[PAGE TEXT]:
----------

Attempts to end segregation or win equal rights for Black Americans were often met with accusations that, if Black Americans had the opportunity, they would surely seek revenge for their centuries of mistreatment. In “The Other Foot”, Bradbury presents a Black society suddenly confronted with the arrival of a lone white man and asks the question: how will they respond when the shoe is on the other foot?
This study guide refers to the version of the text that is freely available on Lecturia.org.
Content Warning: “The Other Foot” contains extensive discussion of racial violence, including lynching, as well as references to a global nuclear war and mass death.
“The Other Foot” employs a third-person limited point of view. The main character is referred to with third-person pronouns, and the reader is privy to her thoughts and emotions. The narration primarily follows Hattie Johnson, a stay-at-home mother who left Earth in her childhood to emigrate to Mars. The story establishes that her early life in Greenwater, Alabama, was hard, particularly because of the racist violence that ultimately killed both her parents. Hattie’s husband, Willie Johnson, left Earth at 16 to escape the same violence; his mother and father were shot and hanged from a tree as part of a lynching.
Hattie realizes that something unusual is happening when her three sons shout for her outside her home. She covers the soup she is cooking and goes outside to find out what’s going on. Her children tell her a rumor they have heard: The first rocket from Earth in 20 years is on its way, with a white man on board. The children have grown up in an entirely Black community and have no idea what white people are like. They ask Hattie to repeat her description of them from when she was a little girl in 1965. Hattie’s description of white people focuses entirely on skin color, not social behavior. She seems concerned about the rocket’s arrival and tells her boys to go inside rather than watch the rocket land, much to their disappointment. She mentions that there have been no visitors from Earth to Mars in 20 years due to an “atom war” that destroyed all of Earth’s rockets.
With her children safely indoors, Hattie goes to the home of her neighbors, the Browns. She finds the family piling into their car to see the white man’s arrival. When Hattie asks whether they’re planning to lynch the white man, Mr. Brown laughs at her and says they plan to “shake his hand” (Paragraph 42), with which everyone else agrees.

----------

[INFORMATION PROVIDED]:

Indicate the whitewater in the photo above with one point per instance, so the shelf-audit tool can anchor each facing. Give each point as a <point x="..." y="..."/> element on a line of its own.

----------

[GIVEN EXERCISE]: Transcribe the passage about "The Other Foot" above, starting with "Attempts to end" and going on through "the other foot?".

[REPLY]:
Attempts to end segregation or win equal rights for Black Americans were often met with accusations that, if Black Americans had the opportunity, they would surely seek revenge for their centuries of mistreatment. In “The Other Foot”, Bradbury presents a Black society suddenly confronted with the arrival of a lone white man and asks the question: how will they respond when the shoe is on the other foot?